--- Page ---

You should generally **not** map a class and also specify its table in a many-to-many
relation, since the ORM may issue duplicate INSERT and DELETE statements.


Defining Synonyms
=================

Synonyms are introduced in :ref:`synonyms`. To define a getter/setter which 
proxies to an underlying attribute, use :func:`~sqlalchemy.orm.synonym` with the 
``descriptor`` argument::

    class MyClass(Base):
        __tablename__ = 'sometable'

        _attr = Column('attr', String)

        def _get_attr(self):
            return self._some_attr
        def _set_attr(self, attr):
            self._some_attr = attr
        attr = synonym('_attr', descriptor=property(_get_attr, _set_attr))

The above synonym is then usable as an instance attribute as well as a
class-level expression construct::

    x = MyClass()
    x.attr = "some value"
    session.query(MyClass).filter(MyClass.attr == 'some other value').all()

For simple getters, the :func:`synonym_for` decorator can be used in conjunction
with ``@property``::

    class MyClass(Base):
        __tablename__ = 'sometable'
        
        _attr = Column('attr', String)

        @synonym_for('_attr')
        @property
        def attr(self):
            return self._some_attr

Similarly, :func:`comparable_using` is a front end for the :func:`~sqlalchemy.orm.comparable_property` 
ORM function::

    class MyClass(Base):
        __tablename__ = 'sometable'

        name = Column('name', String)

        @comparable_using(MyUpperCaseComparator)

--- Given information ---

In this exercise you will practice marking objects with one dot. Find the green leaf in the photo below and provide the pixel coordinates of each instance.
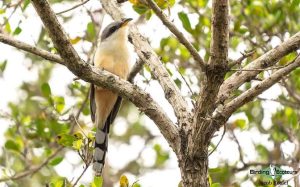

---

**Aim**
Reproduce the passage of the SQLAlchemy mapping text starting at "You should generally" and ending at "and DELETE statements.", renaming "ORM" to "mapper" throughout. Work from the SQLAlchemy mapping text alone, without the listing.

**Exercise result**
You should generally **not** map a class and also specify its table in a many-to-many
relation, since the mapper may issue duplicate INSERT and DELETE statements.